**Task directions**
Repeat exactly the line containing "Each instance receives one keypoint. Mark the engraved" and every line after it in the entries, and nothing besides.

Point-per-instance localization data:
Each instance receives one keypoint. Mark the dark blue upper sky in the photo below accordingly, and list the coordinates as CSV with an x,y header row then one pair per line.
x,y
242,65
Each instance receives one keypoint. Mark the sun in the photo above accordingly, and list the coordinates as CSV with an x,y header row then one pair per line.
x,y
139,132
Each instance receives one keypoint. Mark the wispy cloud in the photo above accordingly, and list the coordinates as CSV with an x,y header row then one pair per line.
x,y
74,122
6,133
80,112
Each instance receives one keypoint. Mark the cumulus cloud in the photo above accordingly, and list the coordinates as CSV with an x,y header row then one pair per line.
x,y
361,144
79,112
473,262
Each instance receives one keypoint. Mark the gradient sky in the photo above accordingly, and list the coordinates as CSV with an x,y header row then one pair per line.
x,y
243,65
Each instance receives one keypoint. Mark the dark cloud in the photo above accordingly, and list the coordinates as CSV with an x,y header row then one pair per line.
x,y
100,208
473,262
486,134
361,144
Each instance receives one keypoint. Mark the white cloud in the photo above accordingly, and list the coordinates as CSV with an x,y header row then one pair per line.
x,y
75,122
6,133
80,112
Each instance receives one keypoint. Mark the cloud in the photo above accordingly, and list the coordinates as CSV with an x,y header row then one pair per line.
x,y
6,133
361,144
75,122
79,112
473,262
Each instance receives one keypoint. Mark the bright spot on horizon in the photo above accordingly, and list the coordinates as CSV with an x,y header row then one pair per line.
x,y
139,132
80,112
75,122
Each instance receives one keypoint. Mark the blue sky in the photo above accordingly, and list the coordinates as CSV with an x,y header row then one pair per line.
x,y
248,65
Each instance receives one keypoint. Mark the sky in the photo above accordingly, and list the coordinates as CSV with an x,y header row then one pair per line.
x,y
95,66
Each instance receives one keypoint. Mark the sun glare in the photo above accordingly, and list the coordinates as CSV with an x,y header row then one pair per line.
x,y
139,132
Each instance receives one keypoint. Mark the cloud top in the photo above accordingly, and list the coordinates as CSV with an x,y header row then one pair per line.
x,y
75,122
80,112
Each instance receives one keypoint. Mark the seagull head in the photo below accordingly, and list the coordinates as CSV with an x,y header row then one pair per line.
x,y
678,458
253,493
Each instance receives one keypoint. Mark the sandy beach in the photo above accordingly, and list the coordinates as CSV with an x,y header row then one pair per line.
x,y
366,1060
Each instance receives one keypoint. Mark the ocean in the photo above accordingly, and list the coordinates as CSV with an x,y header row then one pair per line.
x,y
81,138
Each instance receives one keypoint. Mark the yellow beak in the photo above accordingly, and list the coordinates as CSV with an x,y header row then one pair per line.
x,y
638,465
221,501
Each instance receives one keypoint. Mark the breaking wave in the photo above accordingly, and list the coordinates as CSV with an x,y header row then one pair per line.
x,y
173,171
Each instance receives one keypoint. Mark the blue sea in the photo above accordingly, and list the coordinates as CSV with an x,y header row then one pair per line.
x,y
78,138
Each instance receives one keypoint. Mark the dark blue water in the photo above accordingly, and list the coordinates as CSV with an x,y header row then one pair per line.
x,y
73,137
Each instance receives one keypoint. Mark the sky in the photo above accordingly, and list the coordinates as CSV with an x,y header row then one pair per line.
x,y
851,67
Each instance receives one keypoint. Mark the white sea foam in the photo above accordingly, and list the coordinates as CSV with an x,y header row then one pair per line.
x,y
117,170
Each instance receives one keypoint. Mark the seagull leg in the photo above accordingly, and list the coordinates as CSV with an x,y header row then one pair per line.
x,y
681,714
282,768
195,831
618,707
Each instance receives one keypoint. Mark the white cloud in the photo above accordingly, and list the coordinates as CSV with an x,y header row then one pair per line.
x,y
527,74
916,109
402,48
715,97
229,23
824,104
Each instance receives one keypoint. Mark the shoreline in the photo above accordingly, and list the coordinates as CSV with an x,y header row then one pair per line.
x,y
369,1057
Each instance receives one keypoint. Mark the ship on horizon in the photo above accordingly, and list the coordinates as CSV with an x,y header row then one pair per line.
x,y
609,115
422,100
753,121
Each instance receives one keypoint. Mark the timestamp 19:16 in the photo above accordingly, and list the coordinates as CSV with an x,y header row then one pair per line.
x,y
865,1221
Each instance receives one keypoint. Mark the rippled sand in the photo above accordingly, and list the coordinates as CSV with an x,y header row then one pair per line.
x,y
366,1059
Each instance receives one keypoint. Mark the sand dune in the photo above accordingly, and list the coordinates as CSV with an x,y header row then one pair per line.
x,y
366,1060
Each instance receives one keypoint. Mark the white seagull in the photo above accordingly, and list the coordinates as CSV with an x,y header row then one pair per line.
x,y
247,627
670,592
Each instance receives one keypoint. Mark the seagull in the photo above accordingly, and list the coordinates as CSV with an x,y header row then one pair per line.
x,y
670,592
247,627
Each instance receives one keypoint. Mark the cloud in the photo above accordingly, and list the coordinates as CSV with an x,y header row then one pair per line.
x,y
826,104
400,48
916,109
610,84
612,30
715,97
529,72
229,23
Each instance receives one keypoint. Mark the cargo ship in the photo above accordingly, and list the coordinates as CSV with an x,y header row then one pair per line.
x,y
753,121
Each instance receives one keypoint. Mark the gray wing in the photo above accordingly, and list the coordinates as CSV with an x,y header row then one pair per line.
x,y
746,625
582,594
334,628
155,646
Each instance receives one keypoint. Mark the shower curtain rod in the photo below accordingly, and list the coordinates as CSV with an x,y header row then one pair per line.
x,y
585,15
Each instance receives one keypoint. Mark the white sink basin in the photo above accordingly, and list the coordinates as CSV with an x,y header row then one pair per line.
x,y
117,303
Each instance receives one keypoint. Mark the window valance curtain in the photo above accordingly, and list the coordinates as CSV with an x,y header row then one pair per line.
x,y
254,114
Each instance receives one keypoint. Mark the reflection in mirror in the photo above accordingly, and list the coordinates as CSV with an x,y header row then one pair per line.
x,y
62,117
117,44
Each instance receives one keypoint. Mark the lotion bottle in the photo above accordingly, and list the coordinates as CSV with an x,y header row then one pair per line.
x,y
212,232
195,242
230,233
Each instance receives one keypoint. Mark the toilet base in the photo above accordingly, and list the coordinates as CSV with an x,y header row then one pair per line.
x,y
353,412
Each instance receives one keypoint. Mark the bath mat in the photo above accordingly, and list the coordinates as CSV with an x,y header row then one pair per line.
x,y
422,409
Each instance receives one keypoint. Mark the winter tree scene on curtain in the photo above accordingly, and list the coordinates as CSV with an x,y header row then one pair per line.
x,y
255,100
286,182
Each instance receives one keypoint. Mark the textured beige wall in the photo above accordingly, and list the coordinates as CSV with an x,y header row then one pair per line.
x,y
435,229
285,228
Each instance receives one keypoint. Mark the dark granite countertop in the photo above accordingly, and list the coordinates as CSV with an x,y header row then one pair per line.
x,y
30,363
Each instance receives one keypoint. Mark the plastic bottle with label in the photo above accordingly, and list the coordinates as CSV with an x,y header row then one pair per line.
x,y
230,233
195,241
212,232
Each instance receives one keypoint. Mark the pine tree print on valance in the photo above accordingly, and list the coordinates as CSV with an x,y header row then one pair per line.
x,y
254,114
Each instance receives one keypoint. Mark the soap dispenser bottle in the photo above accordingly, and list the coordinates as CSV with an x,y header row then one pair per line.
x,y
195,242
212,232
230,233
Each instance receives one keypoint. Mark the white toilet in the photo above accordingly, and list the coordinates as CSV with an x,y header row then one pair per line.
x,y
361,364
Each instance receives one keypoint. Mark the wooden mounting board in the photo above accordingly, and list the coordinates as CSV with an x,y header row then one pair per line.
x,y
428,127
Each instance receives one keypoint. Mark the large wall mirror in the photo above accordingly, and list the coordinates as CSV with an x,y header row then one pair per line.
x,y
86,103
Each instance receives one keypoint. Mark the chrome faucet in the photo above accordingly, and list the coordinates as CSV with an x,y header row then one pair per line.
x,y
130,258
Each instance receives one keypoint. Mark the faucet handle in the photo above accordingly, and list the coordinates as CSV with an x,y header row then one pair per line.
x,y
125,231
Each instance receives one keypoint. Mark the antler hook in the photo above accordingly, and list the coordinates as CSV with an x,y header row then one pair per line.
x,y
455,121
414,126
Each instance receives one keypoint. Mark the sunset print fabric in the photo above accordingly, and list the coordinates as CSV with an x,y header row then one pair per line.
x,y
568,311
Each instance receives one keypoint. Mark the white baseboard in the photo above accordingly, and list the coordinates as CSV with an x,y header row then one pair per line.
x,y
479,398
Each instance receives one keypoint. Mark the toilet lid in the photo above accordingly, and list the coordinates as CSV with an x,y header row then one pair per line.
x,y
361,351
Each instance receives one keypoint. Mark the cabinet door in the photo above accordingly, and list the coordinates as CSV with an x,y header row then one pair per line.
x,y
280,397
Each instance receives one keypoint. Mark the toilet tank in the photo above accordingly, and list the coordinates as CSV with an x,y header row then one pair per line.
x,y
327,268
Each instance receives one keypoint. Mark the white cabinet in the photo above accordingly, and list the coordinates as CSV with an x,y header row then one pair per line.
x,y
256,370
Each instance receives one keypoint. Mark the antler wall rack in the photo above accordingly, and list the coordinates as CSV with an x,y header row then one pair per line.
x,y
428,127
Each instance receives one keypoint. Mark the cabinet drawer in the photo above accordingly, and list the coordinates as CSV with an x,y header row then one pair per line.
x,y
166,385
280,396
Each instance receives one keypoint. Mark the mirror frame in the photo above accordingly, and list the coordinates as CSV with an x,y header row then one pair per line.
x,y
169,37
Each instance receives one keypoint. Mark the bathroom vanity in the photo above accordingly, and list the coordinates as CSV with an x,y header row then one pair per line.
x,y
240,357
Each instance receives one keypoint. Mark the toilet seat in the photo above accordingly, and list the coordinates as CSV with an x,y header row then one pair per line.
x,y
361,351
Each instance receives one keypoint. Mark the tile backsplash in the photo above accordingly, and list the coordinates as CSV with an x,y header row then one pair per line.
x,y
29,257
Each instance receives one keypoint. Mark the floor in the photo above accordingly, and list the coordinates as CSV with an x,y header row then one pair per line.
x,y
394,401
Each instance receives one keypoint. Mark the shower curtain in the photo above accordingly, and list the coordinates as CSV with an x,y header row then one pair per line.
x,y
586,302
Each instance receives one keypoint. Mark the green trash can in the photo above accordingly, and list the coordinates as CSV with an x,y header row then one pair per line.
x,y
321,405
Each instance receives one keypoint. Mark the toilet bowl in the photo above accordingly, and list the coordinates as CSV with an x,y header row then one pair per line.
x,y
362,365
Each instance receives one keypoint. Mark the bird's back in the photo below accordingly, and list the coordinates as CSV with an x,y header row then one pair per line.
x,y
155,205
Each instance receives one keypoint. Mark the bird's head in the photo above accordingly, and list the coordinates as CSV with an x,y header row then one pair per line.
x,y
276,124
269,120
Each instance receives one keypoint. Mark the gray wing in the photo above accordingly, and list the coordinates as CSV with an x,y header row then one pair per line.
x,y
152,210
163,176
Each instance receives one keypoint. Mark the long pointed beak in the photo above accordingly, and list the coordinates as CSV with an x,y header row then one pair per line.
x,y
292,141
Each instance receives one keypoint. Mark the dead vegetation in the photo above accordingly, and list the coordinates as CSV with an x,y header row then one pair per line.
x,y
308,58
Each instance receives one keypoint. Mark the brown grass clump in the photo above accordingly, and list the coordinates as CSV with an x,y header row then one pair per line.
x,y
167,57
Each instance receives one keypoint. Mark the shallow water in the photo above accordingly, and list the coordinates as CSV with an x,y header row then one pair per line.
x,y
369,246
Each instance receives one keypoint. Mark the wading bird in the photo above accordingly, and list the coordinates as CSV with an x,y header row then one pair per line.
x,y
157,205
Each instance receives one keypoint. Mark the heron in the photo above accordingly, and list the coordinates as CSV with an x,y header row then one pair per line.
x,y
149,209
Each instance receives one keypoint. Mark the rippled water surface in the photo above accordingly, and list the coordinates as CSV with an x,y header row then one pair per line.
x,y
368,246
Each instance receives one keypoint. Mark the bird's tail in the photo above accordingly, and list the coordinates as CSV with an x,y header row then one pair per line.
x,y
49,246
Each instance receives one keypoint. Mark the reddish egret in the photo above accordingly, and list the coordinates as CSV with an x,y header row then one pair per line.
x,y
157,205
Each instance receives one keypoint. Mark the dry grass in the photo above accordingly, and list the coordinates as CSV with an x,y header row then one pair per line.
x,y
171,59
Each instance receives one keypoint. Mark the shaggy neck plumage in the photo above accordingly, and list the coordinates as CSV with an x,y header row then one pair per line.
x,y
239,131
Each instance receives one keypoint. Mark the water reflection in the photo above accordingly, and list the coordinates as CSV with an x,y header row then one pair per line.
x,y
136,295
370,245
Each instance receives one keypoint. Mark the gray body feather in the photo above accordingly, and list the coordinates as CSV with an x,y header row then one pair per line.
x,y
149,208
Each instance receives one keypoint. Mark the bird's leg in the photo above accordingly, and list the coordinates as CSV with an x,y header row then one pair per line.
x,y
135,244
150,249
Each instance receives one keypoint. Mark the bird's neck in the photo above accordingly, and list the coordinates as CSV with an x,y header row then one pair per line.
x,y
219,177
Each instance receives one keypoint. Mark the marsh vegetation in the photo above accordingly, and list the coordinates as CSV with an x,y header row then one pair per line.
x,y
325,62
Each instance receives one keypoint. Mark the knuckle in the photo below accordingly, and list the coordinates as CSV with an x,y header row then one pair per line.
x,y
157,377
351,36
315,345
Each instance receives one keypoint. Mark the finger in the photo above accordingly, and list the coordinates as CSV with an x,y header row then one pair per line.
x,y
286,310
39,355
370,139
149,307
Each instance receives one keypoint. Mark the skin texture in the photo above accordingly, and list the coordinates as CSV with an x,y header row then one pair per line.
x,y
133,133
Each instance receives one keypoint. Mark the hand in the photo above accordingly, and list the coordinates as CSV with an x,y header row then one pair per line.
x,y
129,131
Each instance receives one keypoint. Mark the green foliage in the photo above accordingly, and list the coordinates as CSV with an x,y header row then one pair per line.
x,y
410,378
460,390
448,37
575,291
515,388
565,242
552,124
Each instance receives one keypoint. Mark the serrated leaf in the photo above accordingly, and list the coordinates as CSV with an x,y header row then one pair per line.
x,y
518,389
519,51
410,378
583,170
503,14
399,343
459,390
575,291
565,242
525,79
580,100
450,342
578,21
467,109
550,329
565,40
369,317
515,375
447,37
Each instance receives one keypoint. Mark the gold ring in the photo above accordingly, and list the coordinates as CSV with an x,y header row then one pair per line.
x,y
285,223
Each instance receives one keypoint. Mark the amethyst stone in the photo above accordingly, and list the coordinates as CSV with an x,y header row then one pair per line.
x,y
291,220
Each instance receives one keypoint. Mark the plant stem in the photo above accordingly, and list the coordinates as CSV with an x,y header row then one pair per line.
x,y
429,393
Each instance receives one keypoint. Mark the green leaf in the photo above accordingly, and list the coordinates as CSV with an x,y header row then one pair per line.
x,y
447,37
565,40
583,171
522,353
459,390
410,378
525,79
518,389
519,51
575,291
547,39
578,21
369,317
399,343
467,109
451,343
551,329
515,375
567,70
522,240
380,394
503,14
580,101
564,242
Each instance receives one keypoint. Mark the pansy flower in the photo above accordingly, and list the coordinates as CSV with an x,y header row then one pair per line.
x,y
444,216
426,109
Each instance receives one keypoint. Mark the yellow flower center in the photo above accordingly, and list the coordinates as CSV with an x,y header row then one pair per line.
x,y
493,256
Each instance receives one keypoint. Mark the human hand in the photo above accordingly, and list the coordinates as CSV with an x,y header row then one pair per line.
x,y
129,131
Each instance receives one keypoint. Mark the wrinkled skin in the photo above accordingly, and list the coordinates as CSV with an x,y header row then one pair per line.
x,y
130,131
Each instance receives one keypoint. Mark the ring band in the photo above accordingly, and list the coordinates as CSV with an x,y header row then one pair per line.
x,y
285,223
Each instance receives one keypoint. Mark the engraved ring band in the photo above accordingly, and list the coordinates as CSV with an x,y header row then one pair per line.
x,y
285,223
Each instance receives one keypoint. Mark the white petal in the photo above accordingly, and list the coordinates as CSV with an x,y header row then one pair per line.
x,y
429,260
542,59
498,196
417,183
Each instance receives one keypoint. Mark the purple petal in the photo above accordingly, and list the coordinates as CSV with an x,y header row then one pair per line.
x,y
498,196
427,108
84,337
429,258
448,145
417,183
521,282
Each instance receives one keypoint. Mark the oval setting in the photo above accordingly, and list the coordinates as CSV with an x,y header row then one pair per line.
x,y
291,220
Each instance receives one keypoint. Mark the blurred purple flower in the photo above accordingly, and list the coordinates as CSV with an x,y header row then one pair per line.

**Solution below**
Each instance receives one keypoint. Mark the engraved ring band in the photo above accordingly, and list the coordinates as CSV with an x,y header row then one pair per line.
x,y
285,223
Each instance receives one keypoint. Mark the white petal in the photo above accordingly, and list the coordinates as CSV with an x,y header row then one pair per line.
x,y
429,260
542,59
498,196
417,183
Each instance receives one keypoint. Mark the purple petal in the photo above accordingly, and list the coordinates as CSV with an x,y header row then one pair per line.
x,y
498,196
427,108
84,337
429,258
448,145
417,183
521,282
Each instance receives one keypoint. Mark the oval setting in the photo above accordingly, and list the coordinates as CSV with an x,y header row then one pair per line.
x,y
291,220
Each instance receives one keypoint. Mark the blurred purple flower in the photo above accordingly, and list the coordinates as CSV with an x,y header row then one pair per line.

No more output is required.